Data for processing >>
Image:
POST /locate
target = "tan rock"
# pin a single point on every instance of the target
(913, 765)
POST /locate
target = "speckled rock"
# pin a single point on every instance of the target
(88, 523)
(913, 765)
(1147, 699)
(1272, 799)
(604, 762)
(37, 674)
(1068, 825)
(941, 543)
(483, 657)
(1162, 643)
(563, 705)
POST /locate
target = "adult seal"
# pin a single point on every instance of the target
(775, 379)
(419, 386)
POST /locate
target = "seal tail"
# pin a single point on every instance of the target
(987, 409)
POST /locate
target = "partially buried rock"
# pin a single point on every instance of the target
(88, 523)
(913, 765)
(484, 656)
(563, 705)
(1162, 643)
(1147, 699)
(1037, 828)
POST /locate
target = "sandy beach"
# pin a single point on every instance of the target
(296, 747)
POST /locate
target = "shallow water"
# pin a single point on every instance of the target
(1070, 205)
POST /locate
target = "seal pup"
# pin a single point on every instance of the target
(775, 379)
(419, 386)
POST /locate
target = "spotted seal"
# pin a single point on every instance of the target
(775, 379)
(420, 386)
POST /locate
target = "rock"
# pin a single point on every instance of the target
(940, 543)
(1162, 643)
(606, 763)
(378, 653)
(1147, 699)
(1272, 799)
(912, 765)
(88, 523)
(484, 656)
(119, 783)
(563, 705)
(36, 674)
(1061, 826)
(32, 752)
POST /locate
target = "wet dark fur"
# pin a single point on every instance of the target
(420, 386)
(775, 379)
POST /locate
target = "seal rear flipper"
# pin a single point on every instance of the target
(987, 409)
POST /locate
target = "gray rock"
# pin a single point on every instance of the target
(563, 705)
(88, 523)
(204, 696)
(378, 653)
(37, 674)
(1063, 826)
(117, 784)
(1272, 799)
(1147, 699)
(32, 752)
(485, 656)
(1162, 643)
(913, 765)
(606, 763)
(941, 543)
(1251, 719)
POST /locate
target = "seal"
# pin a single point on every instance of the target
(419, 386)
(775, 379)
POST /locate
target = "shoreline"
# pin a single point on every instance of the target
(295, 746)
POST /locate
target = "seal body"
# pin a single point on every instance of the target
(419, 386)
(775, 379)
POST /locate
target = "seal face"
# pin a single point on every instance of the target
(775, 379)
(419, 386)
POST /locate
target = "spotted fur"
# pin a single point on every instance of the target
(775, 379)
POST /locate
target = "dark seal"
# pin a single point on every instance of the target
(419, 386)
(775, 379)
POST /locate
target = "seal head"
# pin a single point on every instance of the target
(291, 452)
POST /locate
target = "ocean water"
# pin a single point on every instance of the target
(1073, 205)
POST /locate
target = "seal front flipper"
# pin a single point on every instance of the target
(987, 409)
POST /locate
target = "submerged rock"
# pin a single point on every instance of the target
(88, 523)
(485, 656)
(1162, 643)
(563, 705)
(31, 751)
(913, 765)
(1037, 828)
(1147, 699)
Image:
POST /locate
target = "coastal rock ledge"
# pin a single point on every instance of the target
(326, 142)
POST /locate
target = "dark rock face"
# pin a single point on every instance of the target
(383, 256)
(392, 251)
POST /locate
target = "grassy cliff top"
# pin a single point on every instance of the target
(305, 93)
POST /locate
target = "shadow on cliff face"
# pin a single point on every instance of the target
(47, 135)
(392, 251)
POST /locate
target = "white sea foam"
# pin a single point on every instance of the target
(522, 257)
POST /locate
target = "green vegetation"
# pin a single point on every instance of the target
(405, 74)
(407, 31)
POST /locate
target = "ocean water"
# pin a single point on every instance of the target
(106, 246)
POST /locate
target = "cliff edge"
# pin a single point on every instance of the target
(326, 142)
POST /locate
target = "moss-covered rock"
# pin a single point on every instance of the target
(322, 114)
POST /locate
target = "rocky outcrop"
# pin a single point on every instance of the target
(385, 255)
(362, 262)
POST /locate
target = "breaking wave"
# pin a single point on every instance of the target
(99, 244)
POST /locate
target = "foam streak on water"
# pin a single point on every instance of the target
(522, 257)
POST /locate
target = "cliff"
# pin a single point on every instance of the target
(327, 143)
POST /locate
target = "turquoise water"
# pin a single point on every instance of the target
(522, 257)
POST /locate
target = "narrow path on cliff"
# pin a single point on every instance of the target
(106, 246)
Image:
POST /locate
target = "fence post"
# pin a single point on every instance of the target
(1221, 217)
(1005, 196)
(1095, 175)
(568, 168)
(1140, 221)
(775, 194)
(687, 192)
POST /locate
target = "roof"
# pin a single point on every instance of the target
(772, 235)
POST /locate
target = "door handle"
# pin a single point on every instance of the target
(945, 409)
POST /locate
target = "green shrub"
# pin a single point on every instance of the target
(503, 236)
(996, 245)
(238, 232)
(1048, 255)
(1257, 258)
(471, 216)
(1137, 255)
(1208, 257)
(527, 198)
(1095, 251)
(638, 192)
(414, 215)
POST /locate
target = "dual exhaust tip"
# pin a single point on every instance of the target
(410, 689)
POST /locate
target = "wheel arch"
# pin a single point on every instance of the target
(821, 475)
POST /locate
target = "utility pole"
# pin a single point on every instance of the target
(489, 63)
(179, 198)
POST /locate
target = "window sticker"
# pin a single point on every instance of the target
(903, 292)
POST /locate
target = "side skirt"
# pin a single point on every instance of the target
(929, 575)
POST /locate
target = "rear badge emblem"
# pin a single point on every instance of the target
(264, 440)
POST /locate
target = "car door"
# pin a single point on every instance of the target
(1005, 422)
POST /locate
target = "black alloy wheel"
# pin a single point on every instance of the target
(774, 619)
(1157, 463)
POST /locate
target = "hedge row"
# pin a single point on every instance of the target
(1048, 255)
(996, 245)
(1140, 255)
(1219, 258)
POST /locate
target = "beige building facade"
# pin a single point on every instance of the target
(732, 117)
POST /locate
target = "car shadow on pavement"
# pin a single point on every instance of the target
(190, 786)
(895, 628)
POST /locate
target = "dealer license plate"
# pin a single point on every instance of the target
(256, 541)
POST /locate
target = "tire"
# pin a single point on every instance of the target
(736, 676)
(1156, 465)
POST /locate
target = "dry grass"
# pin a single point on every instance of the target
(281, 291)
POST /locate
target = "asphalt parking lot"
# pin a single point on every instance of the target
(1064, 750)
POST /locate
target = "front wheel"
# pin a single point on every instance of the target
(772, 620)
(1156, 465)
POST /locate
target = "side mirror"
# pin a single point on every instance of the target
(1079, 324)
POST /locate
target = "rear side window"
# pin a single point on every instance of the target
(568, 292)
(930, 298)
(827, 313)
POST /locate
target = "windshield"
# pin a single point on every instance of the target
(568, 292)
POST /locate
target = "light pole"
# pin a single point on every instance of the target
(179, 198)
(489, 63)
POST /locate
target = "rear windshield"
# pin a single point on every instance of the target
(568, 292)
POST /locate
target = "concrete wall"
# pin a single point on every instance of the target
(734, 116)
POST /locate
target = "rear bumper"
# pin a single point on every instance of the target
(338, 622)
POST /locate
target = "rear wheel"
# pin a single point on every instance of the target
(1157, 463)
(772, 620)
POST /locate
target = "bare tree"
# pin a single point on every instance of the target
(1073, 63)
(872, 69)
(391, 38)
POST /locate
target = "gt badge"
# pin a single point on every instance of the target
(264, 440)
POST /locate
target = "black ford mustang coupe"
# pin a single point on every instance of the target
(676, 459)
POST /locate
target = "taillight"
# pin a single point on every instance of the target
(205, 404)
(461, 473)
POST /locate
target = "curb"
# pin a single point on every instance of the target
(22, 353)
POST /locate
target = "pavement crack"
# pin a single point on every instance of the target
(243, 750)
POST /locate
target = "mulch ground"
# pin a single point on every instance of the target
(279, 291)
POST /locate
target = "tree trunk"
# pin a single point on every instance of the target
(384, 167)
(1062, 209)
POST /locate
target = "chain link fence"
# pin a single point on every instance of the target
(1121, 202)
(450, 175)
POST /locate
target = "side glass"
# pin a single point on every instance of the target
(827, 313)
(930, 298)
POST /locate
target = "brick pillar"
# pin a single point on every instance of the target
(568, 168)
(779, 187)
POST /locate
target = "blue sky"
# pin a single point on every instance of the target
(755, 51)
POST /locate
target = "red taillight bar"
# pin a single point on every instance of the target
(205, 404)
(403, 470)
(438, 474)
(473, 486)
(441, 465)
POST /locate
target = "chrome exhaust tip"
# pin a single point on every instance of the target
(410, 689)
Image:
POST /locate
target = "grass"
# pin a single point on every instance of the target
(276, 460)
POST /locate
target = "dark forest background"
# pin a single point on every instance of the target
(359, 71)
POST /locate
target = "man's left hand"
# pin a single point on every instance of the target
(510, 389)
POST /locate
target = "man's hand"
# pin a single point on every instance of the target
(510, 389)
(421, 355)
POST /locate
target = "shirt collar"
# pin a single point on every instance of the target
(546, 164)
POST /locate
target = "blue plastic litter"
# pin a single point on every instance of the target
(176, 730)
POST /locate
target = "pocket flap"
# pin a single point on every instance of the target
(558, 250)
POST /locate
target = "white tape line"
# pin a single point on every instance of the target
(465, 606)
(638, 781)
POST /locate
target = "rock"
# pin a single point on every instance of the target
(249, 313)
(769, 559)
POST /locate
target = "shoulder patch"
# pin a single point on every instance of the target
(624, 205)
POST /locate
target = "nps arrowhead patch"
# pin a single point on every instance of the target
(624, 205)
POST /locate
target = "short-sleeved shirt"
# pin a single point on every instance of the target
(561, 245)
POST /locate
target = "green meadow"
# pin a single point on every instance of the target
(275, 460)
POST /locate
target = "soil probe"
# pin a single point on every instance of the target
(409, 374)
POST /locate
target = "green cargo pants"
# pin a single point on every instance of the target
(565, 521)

Short exercise >> Extract every line in the records above that contains the word "taillight".

Result of the task >>
target = "taillight"
target = "red taillight bar"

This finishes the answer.